**EXERCISE AIM:** Reprint all entries without any alteration.

**DATA FOR THIS EXERCISE:**
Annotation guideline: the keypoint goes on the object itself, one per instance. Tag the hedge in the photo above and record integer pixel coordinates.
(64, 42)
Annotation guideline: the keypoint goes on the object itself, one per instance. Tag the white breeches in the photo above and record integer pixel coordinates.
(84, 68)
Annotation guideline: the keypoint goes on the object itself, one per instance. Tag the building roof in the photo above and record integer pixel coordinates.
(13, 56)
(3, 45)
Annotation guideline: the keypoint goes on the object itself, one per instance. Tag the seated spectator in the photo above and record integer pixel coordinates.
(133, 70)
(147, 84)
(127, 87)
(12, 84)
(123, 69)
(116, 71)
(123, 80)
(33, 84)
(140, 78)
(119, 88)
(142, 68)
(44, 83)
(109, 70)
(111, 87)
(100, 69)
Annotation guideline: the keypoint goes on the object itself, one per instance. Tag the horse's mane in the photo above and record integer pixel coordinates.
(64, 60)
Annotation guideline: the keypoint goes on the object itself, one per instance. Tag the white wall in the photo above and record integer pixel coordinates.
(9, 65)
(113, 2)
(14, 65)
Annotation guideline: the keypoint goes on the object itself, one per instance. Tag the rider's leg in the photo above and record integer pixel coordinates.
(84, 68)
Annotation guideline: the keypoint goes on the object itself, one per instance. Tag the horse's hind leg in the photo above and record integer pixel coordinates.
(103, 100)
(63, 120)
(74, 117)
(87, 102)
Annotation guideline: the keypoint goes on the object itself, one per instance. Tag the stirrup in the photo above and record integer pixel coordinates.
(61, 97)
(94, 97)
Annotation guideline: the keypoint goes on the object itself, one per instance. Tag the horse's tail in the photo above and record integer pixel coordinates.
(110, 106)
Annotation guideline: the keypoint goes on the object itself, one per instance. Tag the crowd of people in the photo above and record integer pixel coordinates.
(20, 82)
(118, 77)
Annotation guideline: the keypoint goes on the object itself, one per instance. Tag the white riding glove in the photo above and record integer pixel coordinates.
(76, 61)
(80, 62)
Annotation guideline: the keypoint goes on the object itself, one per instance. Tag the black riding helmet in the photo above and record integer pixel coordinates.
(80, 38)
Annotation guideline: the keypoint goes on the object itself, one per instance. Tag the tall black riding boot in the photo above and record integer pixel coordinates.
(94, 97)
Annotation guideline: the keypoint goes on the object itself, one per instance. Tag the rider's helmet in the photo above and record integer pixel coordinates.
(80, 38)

**ANSWER TO THE PROBLEM:**
Annotation guideline: the keypoint goes on the object itself, one per instance. Tag the hedge in the photo above and record integer pixel coordinates.
(64, 42)
Annotation guideline: the keypoint goes on the object itself, one per instance. Tag the white breeches in the photo above and record integer pixel coordinates.
(84, 68)
Annotation guideline: the keypoint goes on the object itself, one per instance. Tag the building roof in the photo above and record integer pixel coordinates.
(13, 56)
(3, 45)
Annotation guideline: the keypoint goes on the object itself, one per instance. Tag the seated spectator in the photo above and record integer pixel coordinates.
(133, 70)
(147, 84)
(127, 87)
(12, 84)
(123, 69)
(116, 71)
(123, 80)
(33, 84)
(140, 78)
(119, 88)
(142, 68)
(44, 83)
(109, 70)
(111, 87)
(100, 69)
Annotation guideline: the keypoint goes on the object itself, one per instance. Tag the horse's mane in the photo above and record integer pixel coordinates.
(64, 60)
Annotation guideline: the keypoint goes on the object itself, one per instance. Tag the white wall in the photo above and record integer pixel coordinates.
(9, 65)
(113, 2)
(14, 65)
Annotation guideline: the keypoint goes on the object itself, one per instance. Tag the rider's leg in the photo above and record integer pixel coordinates.
(84, 68)
Annotation guideline: the keypoint goes on the object itself, one per instance. Tag the horse's hind leg in the photo above and record integer pixel coordinates.
(103, 100)
(63, 120)
(74, 117)
(87, 102)
Annotation guideline: the keypoint goes on the object itself, one per instance. Tag the stirrup in the photo above and record integer pixel coordinates.
(61, 97)
(94, 97)
Annotation guideline: the keypoint goes on the object itself, one per instance. Tag the horse's tail in the photo above and record integer pixel coordinates.
(110, 106)
Annotation guideline: the keypoint goes on the object itself, one per instance. Tag the crowd of people in the photo above and record integer pixel coordinates.
(20, 82)
(118, 77)
Annotation guideline: the keypoint goes on the object itself, one per instance. Tag the white riding glove in the photo above and record integer pixel coordinates.
(76, 61)
(80, 62)
Annotation guideline: the keypoint goes on the object itself, one per instance. Tag the black riding helmet in the photo above and record integer pixel coordinates.
(80, 38)
Annotation guideline: the keypoint goes on the object itself, one per instance. Tag the tall black riding boot in the photo above and record integer pixel coordinates.
(94, 97)
Annotation guideline: the keypoint goes on the object itself, one per instance. Tag the rider's helmet in the photo above and record integer pixel coordinates.
(80, 38)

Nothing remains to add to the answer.